GIVEN REQUEST: Only the pictures are left out: repeat the rest of the entries exactly.

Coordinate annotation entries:
** Start **

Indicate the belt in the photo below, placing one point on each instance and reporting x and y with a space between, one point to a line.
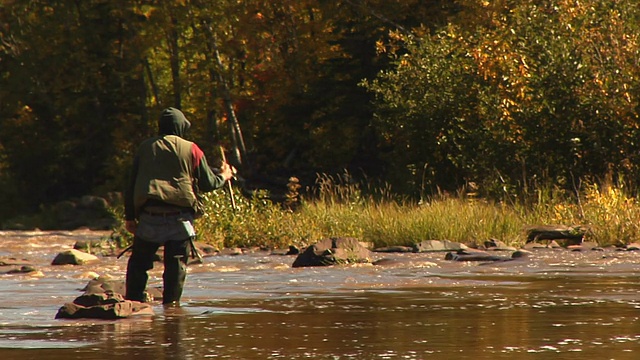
166 213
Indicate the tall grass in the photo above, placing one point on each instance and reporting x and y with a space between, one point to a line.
340 208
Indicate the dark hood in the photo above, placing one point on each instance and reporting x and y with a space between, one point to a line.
173 122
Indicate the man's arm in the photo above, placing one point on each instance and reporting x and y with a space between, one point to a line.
207 179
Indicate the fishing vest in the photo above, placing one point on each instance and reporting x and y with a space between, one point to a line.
165 168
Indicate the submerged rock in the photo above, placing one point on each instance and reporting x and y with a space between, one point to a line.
438 245
107 305
333 251
73 257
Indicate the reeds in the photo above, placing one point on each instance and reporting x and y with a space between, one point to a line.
340 208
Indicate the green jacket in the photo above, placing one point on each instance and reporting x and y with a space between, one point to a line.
166 167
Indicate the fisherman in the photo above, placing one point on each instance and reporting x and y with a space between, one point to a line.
161 203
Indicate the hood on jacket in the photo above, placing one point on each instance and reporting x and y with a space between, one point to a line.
173 122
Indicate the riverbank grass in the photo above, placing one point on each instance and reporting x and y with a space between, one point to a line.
342 211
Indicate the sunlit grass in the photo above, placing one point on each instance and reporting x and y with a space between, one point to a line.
339 209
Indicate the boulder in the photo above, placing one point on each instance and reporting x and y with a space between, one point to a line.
394 249
107 305
476 255
73 257
104 284
25 269
438 245
333 251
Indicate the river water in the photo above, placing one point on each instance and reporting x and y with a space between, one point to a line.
554 304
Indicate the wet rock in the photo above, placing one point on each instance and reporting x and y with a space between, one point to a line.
104 284
475 255
394 249
292 250
73 257
22 270
497 245
572 235
586 246
438 245
11 261
107 305
333 251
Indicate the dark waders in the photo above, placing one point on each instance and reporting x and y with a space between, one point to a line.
176 254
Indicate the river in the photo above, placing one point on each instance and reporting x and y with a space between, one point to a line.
554 304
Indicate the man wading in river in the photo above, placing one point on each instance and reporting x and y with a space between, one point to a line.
160 204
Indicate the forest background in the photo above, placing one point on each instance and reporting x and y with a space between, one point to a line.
500 98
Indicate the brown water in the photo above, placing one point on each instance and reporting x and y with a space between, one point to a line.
553 305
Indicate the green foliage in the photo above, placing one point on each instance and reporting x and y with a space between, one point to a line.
544 92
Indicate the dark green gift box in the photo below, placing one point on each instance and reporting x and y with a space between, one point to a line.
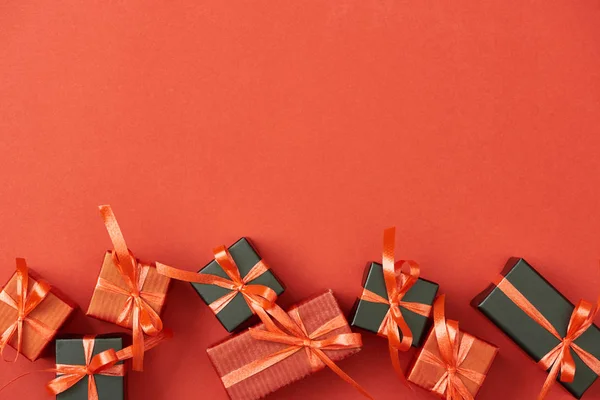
369 316
69 351
236 314
528 334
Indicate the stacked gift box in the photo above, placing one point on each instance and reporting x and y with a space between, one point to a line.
267 348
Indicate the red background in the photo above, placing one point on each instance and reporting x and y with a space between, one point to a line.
308 126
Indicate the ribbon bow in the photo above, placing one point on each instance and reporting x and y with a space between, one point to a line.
397 284
104 363
297 338
25 303
100 364
258 297
559 359
134 274
453 350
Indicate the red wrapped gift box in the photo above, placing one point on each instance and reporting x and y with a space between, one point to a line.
42 323
239 351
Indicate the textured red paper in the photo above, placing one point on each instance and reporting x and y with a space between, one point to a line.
242 349
308 126
479 359
108 306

** End **

FINISHED ANSWER:
Indicate the belt in the photo below, placing one point on each instance and reporting x and y with a space between, one point to a line.
166 213
Indicate the tall grass in the photo above, placing one point on each instance and reporting x and y with a space between, one point to a line.
340 208
Indicate the dark hood in the photo above, placing one point on each instance and reporting x and y with a space between, one point to a line.
173 122
Indicate the man's arm in the photo above, placing one point on each instance and reporting x and y with a space between, one point to a line.
207 179
Indicate the fishing vest in the photo above, placing one point on each instance and reporting x and y with a space between, one point to a line.
165 168
Indicate the submerged rock in the photo above, placing one point on each instance and reporting x and y with a space between, one point to a line.
438 245
107 305
333 251
73 257
Indicate the reeds in the photo above, placing one point on each instance and reporting x and y with a space between, one point to a line.
340 208
Indicate the green jacket in the photo above, placing one point on each instance and reporting x and y with a space between, one point to a line.
166 167
Indicate the fisherman in the photo above, placing one point on each instance and reporting x and y with a space between, one point to a line.
161 203
Indicate the hood on jacket in the photo above, placing one point on each instance and reporting x and y with a space between, one point to a line.
173 122
Indicate the riverbank grass in the photo above, placing one point on each instance and reporting x and y with a space between, one point to a line.
342 211
Indicate the sunlit grass in the photo above, placing one point on each instance and reporting x and y with a space between, one point to a line.
339 209
Indicate the boulder in the photo above, placing one point on each instance and reporting x and y with a space between, one point to a line.
394 249
107 305
476 255
73 257
104 284
25 269
438 245
333 251
Indicate the river water in the photo above, placing one point on each instance and reporting x and y with a space between, one point to a line.
554 304
Indicate the wet rock in the photo above, placing one point on each instance and reporting x and y with a space between, one point to a line.
104 284
475 255
394 249
292 250
73 257
22 270
497 245
572 235
586 246
438 245
11 261
107 305
333 251
Indicate the dark waders in the photo above, placing one point on each instance and reporting x and y with a space between, one point to a line.
176 254
Indicate the river in the photo above, placing one point on each instance and reporting x and y with a space between, one point to a line.
554 304
Indicate the man wading in river in the photo above, placing one point on each instance and reporting x and y with a space between, one point to a line.
160 204
Indicate the forest background in the photo above, placing one point on each instance and reporting x and y with a space between, one point to a line.
500 98
Indicate the brown water in the photo above, placing one point on each instance and reporting x and y with a space between, one point to a line.
553 305
Indicate the green foliage in the photo above, placing one point on each instance and reporting x and y with a space between, one point to a line.
544 92
Indicate the dark green gift box in the photo below, placing one point on each instance and reporting x and y with a space between, one point to a line.
369 316
69 351
236 314
528 334
Indicate the stacked gift box in the photo above, placing one point on each instance and reporting x and y with a space between, one point to a line.
267 348
Indicate the red background in the photo above, placing one point on each instance and reporting x and y with a space between, one point to a line.
308 126
Indicate the ribbon bow in the photo above, placing one point on each instance and reporting x and y with a space between, one point to a line.
397 284
104 363
297 338
25 303
100 364
258 297
559 359
134 274
453 350
Indicate the red wrapped gift box in the photo above, placing one point on each instance and reporting x and y with a space between, one point to a line.
42 323
239 351
Indicate the textured red paper in the photo above, placing one point on each instance and reporting x and y with a space between, one point to a line.
242 349
308 126
479 359
108 306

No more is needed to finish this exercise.